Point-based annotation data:
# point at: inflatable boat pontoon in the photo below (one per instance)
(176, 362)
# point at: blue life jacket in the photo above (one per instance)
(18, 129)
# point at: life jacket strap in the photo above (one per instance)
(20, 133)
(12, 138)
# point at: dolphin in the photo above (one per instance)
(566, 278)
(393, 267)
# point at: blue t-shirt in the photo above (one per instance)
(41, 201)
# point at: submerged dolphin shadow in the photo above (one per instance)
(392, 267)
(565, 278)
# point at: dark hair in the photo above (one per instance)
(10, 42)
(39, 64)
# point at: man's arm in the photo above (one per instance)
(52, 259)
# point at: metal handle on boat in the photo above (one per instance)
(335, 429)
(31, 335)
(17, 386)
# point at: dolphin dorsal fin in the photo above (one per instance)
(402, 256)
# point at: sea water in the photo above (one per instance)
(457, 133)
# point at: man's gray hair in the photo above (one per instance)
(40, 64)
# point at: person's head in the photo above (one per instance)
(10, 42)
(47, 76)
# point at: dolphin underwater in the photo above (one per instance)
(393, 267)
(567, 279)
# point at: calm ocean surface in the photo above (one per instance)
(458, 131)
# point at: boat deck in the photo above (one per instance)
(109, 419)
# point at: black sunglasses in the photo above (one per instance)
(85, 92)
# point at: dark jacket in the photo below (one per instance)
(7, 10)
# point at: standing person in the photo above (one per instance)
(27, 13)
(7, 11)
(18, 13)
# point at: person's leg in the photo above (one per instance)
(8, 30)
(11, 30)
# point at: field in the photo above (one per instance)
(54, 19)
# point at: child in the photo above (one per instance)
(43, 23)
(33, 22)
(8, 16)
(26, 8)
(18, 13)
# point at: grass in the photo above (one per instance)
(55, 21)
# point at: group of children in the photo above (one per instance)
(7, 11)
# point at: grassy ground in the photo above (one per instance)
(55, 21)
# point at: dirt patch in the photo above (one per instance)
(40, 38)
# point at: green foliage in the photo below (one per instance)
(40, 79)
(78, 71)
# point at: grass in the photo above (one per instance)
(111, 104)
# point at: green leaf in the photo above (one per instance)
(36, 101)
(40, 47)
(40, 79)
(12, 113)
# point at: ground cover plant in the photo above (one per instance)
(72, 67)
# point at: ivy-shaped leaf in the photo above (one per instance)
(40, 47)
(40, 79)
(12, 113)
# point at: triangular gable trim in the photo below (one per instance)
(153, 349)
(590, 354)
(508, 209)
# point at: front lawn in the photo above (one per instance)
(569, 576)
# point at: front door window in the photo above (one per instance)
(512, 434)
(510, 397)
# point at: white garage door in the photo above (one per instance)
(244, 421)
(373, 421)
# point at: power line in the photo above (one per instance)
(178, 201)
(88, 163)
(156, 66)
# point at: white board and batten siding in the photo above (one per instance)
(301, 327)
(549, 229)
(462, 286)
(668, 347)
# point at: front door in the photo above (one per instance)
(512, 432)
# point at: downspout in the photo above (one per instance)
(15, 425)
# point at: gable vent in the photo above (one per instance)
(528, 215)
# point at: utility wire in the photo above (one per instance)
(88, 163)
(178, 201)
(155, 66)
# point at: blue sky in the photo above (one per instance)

*Task description*
Reproduce all of the data above verbatim, line for line, with no alterations.

*Right answer*
# point at: inflatable boat pontoon in the photo below (one per instance)
(176, 362)
# point at: blue life jacket in the photo above (one per instance)
(18, 129)
# point at: life jacket strap in the photo above (one per instance)
(20, 133)
(12, 138)
# point at: dolphin in the photo above (one per instance)
(566, 278)
(393, 267)
# point at: blue t-shirt in the photo above (one per instance)
(41, 201)
# point at: submerged dolphin shadow in the photo above (one per instance)
(392, 267)
(565, 278)
# point at: dark hair in the photo above (one per instance)
(10, 42)
(39, 64)
# point at: man's arm in the photo above (one per instance)
(52, 259)
# point at: metal handle on boat in the photo above (one per instance)
(335, 429)
(31, 335)
(17, 386)
# point at: dolphin dorsal fin in the photo above (one per instance)
(402, 256)
# point at: sea water in the photo above (one per instance)
(457, 133)
# point at: man's gray hair in the photo above (one per instance)
(40, 64)
# point at: person's head in the photo above (one per instance)
(10, 42)
(47, 76)
# point at: dolphin underwater in the photo above (one per instance)
(393, 267)
(567, 279)
# point at: calm ocean surface in the photo above (one per instance)
(458, 131)
# point at: boat deck in the photo above (one per instance)
(109, 419)
# point at: black sunglasses in the photo above (one per instance)
(85, 92)
# point at: dark jacket in the photo below (one per instance)
(7, 10)
# point at: standing person in the photo above (one per instance)
(27, 13)
(7, 11)
(18, 13)
# point at: person's leg in the photo above (one per instance)
(8, 30)
(11, 30)
# point at: field in the photo above (one per instance)
(54, 19)
# point at: child in the photo above (one per instance)
(43, 23)
(33, 22)
(8, 16)
(26, 8)
(18, 13)
# point at: grass in the photo above (one per instance)
(55, 21)
# point at: group of children in the photo above (one per instance)
(7, 11)
# point at: grassy ground in the photo above (one per instance)
(55, 21)
# point at: dirt patch in the photo above (one per instance)
(40, 38)
# point at: green foliage in the photo below (one per instance)
(40, 79)
(78, 71)
# point at: grass in the photo above (one per instance)
(111, 104)
# point at: green leaf in the photo above (one per instance)
(36, 101)
(40, 47)
(40, 79)
(12, 113)
# point at: ground cover plant in the photo above (one per instance)
(72, 67)
# point at: ivy-shaped leaf in the photo above (one per instance)
(40, 47)
(40, 79)
(12, 113)
# point at: triangular gable trim in the photo below (one per instance)
(153, 349)
(590, 354)
(508, 209)
# point at: front lawn in the photo above (one per instance)
(569, 576)
# point at: front door window in the photo above (one per instance)
(512, 434)
(510, 397)
# point at: white garage door in the photo above (one per instance)
(244, 421)
(373, 421)
# point at: power line in the photo above (one per instance)
(178, 201)
(88, 163)
(156, 66)
# point at: white board and batten siding in the photo above (one per instance)
(301, 327)
(549, 229)
(462, 286)
(668, 347)
# point at: front door in the photo above (one per instance)
(512, 432)
# point at: downspout in the photo above (one per instance)
(15, 425)
# point at: gable vent in the photo above (one per instance)
(528, 215)
# point at: utility wire in the photo above (one per instance)
(88, 163)
(178, 201)
(155, 66)
# point at: blue sky in the photo above (one per instance)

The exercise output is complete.